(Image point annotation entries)
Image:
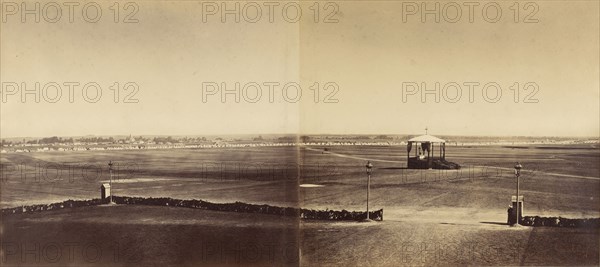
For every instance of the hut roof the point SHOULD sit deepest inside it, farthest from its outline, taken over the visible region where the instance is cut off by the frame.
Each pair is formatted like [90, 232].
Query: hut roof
[426, 138]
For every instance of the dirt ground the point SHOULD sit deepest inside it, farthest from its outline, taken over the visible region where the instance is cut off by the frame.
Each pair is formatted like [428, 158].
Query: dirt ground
[430, 217]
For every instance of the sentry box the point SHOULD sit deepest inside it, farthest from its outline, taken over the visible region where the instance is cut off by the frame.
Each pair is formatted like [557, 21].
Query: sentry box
[512, 216]
[104, 191]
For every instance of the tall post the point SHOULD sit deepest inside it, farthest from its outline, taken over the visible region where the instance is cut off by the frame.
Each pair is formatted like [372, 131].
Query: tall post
[518, 168]
[110, 181]
[518, 174]
[368, 191]
[368, 168]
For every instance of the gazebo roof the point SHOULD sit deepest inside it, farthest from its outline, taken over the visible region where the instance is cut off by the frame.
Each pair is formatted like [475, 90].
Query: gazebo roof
[426, 139]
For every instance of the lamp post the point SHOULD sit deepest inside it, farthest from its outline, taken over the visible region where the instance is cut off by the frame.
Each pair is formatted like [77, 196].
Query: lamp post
[369, 169]
[518, 168]
[110, 182]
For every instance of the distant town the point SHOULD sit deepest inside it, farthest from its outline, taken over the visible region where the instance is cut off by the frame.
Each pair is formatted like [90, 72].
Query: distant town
[83, 143]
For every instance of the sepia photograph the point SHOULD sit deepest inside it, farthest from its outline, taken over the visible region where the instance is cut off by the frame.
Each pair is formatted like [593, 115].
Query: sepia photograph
[299, 133]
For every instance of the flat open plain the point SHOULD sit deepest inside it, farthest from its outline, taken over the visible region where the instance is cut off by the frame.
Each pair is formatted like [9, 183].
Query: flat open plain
[431, 217]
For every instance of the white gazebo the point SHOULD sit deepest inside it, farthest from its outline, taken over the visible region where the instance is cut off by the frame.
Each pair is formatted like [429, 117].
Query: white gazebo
[424, 151]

§ **REQUIREMENTS**
Lay out the stretch of the data from the line containing "For every instance of the sentry" through the end of the data as a numbered list, leaving out any blank lines.

§ **SOLVED PROBLEM**
1. For every instance of the sentry box the point SHOULD sit deepest inside it, farthest from its outline, taken over the visible region where the instance is cut off by the frame.
2. Each pair is formatted like [557, 21].
3. Query: sentry box
4. [512, 216]
5. [104, 191]
6. For every instance of the tall post the point SHOULD sit deepest inside it, farthest from its outline, taken over the visible region where the instance is cut off by the frame.
7. Each pair is formatted like [372, 131].
8. Query: tall post
9. [518, 168]
10. [110, 181]
11. [518, 174]
12. [368, 191]
13. [368, 168]
14. For every instance of the gazebo roof the point SHOULD sit deepest inside it, farthest from its outline, taken over the visible region where the instance is cut off by the frame.
15. Each pair is formatted like [475, 90].
16. Query: gazebo roof
17. [426, 139]
18. For every instance of the lamp post the point SHOULD sit deepest inside it, farthest from its outline, taken over the visible region where the instance is cut off by the frame.
19. Each pair is formatted like [77, 196].
20. Query: lamp post
21. [369, 169]
22. [518, 168]
23. [110, 182]
24. For every instance of the distant town the point SHOULD sit deepest inside it, farthest from its outline, taken over the visible region where the instance is cut off by the frame.
25. Each pair is formatted like [90, 72].
26. Query: distant town
27. [83, 143]
28. For every instance of the sepia photograph the point SHOULD sit deepest inside it, farthest from its outline, taken over the visible region where the instance is cut off by the frame.
29. Each pair is formatted like [593, 115].
30. Query: sepia photograph
31. [299, 133]
32. For every instance of the flat open plain the point SHOULD sit deepest inside it, farthest from its outline, taken over the visible region where the instance is cut off by the frame.
33. Each pair is formatted like [9, 183].
34. Query: flat open plain
35. [431, 217]
36. For every instance of the white gazebo the point SHOULD sit deepest inside it, farthest from its outline, taken over the visible region where the instance is cut off by the frame.
37. Each pair is formatted like [429, 117].
38. Query: white gazebo
39. [424, 151]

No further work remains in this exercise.